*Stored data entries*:
>>>>>

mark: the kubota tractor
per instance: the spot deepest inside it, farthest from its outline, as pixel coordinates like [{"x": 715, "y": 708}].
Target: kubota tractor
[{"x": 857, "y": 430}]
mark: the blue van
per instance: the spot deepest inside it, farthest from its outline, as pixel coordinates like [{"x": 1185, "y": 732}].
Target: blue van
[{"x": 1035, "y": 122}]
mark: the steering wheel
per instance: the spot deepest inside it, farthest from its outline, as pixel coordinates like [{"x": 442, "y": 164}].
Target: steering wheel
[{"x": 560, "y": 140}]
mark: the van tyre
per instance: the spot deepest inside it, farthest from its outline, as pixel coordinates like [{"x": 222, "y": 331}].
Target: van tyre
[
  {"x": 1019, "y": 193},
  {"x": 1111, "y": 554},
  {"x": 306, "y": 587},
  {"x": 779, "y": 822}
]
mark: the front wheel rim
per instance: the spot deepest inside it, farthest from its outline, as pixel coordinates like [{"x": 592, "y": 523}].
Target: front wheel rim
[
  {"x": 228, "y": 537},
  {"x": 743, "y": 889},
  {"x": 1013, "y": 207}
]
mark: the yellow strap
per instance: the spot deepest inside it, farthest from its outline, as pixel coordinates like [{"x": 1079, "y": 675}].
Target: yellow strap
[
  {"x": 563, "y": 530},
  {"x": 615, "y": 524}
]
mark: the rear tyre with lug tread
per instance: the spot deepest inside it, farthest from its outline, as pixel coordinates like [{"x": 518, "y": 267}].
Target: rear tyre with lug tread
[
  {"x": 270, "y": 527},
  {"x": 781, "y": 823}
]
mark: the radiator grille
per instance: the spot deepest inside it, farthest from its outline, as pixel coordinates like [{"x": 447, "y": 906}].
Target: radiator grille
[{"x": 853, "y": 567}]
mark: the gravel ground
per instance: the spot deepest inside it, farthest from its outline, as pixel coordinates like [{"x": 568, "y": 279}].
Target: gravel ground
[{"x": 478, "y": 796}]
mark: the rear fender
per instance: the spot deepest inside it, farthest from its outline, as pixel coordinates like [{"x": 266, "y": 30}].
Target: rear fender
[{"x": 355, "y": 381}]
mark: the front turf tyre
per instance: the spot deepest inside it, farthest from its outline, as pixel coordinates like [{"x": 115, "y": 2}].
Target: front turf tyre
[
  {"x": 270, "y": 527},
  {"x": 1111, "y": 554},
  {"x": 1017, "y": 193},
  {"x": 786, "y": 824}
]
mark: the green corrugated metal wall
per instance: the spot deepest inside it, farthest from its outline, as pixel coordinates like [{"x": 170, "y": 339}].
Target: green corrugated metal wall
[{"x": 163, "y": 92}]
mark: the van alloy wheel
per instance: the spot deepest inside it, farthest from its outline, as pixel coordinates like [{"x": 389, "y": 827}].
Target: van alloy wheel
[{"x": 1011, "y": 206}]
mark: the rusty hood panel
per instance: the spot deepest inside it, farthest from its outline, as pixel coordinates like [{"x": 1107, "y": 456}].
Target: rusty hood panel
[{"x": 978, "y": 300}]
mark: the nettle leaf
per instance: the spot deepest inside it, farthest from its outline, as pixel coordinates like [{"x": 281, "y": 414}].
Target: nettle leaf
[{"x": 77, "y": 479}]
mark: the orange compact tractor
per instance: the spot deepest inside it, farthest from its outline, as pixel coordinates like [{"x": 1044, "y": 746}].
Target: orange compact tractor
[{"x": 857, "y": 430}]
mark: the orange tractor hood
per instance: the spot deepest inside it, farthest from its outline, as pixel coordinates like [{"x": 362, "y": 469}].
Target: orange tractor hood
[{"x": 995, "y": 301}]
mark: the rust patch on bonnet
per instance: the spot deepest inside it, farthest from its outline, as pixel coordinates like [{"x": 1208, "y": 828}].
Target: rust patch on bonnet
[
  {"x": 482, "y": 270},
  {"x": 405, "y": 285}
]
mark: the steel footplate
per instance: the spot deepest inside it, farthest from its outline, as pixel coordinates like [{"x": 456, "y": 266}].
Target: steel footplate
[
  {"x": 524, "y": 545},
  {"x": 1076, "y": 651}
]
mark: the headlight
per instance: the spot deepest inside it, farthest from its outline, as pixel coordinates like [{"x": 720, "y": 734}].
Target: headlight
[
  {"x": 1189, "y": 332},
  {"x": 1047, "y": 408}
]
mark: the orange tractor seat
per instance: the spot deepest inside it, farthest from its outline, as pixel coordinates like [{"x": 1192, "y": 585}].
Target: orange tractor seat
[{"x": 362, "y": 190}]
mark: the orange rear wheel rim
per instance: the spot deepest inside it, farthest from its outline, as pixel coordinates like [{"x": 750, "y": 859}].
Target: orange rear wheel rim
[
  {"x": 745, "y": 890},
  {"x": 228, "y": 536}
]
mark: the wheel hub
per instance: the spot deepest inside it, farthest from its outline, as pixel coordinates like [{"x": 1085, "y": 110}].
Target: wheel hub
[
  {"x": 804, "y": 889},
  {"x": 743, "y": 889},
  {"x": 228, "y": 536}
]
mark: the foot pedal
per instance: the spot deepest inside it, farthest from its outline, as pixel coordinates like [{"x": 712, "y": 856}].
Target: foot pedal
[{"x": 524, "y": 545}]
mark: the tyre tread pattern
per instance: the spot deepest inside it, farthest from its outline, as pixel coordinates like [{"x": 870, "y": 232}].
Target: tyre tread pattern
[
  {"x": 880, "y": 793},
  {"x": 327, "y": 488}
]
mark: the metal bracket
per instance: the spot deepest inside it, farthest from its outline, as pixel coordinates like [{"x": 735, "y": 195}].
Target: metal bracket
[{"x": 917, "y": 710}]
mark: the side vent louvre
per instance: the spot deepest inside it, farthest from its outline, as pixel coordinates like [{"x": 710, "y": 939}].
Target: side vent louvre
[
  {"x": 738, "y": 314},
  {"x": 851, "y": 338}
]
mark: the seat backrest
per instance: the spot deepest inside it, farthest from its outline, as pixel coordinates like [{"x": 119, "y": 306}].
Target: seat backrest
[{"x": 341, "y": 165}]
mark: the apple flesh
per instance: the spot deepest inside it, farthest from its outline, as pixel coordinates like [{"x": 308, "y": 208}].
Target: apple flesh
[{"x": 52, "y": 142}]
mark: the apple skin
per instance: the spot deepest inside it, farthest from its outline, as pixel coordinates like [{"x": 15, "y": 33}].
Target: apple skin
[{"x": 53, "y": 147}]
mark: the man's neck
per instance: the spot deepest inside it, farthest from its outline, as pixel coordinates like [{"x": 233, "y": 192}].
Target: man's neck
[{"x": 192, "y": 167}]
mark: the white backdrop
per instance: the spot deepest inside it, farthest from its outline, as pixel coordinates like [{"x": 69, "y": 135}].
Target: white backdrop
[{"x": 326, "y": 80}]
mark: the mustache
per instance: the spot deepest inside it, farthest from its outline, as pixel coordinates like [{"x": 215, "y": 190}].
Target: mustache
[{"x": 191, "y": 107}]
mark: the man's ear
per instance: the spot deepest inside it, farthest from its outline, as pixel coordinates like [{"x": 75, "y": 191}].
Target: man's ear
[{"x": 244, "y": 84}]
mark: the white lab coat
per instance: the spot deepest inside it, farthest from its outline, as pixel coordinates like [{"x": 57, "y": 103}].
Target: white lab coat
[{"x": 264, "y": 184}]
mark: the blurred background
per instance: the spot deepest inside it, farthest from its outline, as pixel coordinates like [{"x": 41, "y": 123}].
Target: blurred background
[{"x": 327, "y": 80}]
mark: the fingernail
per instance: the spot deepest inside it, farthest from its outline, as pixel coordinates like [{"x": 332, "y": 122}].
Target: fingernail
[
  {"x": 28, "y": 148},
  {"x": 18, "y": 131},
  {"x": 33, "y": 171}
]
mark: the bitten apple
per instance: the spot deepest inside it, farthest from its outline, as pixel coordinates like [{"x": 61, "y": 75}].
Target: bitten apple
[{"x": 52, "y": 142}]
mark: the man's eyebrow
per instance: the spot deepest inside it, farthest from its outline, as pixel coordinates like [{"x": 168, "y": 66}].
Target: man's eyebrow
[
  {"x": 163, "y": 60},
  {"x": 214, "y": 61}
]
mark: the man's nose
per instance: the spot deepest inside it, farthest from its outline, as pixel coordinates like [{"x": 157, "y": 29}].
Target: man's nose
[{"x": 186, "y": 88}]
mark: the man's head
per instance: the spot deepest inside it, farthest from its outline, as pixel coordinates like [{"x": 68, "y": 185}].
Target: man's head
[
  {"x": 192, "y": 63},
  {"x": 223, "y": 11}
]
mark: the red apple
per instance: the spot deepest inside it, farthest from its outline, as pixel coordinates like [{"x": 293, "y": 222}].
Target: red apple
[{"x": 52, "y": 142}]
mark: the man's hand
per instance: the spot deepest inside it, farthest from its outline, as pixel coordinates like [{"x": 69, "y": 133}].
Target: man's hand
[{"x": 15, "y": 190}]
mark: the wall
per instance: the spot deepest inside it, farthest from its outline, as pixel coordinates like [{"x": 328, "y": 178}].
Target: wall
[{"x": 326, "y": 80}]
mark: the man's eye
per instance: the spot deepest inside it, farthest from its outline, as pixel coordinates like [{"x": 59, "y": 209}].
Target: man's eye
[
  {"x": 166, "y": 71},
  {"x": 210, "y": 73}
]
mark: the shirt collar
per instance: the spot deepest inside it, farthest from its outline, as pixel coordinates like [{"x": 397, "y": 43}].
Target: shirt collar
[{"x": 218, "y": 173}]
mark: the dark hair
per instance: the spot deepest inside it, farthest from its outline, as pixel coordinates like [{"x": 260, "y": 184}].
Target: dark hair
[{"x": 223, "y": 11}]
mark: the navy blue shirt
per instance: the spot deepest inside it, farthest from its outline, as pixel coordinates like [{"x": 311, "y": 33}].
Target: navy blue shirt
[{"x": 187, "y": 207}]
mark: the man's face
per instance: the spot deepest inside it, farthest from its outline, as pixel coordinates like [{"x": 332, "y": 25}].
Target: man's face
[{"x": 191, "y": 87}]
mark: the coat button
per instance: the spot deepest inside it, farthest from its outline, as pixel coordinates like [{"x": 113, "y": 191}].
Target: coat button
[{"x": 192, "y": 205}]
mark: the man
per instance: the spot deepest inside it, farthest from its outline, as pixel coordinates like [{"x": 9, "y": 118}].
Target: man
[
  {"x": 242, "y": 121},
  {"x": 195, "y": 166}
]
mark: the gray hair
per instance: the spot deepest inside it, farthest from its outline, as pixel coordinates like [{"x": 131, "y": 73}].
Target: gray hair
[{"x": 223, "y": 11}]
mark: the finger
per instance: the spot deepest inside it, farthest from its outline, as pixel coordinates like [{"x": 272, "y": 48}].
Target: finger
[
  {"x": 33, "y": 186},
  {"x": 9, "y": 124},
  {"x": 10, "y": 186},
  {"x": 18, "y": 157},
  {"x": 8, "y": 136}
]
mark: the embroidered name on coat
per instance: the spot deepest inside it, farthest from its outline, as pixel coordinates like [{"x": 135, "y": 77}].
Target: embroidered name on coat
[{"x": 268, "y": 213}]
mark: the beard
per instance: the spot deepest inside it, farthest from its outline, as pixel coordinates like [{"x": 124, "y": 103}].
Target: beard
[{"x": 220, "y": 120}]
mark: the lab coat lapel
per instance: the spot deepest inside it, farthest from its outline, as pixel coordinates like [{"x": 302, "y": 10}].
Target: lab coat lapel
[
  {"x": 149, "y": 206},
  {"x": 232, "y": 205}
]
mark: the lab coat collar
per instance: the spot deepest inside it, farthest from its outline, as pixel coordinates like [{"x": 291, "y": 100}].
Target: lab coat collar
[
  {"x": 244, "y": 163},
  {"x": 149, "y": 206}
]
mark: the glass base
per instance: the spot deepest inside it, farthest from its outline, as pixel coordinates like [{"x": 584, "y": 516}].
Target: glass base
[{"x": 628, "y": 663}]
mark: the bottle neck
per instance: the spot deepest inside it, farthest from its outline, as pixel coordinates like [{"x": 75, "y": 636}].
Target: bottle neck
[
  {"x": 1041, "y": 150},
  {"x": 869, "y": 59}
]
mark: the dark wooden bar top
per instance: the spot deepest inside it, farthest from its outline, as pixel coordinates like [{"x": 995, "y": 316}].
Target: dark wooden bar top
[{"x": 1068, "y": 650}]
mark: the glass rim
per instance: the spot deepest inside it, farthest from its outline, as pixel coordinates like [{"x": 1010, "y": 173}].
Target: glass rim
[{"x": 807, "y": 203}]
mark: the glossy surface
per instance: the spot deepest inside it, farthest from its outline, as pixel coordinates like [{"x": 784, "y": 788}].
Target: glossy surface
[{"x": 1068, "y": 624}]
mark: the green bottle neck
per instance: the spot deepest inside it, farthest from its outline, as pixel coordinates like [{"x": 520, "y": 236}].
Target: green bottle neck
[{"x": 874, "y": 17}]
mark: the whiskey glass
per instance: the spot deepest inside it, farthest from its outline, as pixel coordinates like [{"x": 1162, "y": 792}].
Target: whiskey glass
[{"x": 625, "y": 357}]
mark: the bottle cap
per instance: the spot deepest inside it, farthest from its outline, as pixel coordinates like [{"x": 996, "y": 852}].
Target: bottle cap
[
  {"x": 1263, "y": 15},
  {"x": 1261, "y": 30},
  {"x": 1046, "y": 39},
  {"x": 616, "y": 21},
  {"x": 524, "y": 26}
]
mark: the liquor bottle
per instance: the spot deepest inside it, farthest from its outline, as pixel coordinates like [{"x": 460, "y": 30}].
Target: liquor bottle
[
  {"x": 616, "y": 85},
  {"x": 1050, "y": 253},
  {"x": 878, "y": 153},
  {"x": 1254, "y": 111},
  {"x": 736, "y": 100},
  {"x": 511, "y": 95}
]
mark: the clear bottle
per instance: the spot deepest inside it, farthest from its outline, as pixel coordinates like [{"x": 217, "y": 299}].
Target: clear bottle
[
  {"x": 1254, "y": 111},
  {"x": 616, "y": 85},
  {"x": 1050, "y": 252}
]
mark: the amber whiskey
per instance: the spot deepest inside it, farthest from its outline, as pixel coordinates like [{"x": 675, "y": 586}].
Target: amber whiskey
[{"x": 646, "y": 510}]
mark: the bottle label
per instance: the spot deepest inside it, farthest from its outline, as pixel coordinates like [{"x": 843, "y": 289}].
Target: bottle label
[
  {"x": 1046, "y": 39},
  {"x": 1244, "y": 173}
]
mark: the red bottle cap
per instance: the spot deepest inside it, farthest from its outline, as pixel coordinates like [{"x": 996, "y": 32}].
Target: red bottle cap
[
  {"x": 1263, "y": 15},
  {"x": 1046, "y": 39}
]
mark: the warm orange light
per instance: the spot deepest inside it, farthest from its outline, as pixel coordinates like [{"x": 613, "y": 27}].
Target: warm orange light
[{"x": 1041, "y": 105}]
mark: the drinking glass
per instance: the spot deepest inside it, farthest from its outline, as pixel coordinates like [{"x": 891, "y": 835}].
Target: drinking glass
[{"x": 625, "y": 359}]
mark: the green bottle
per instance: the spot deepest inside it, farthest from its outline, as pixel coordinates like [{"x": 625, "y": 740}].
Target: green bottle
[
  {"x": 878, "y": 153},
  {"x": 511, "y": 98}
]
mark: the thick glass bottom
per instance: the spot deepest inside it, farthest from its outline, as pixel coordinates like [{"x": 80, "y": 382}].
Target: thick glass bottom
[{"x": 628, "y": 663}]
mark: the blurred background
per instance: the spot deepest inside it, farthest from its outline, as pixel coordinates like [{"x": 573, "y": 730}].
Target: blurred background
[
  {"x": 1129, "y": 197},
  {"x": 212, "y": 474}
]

<<<<<

*What is required*: Take the records above and return, word for word, only the lines that fall from the line with "mark: the rear tyre with lug tread" to the line with "mark: the radiator grille", both of them included.

*Task output*:
mark: the rear tyre with lug tread
per instance: the spot deepest inside it, farthest from its outline, as pixel coordinates like [{"x": 518, "y": 267}].
Target: rear tyre with lug tread
[
  {"x": 270, "y": 527},
  {"x": 781, "y": 823}
]
mark: the radiator grille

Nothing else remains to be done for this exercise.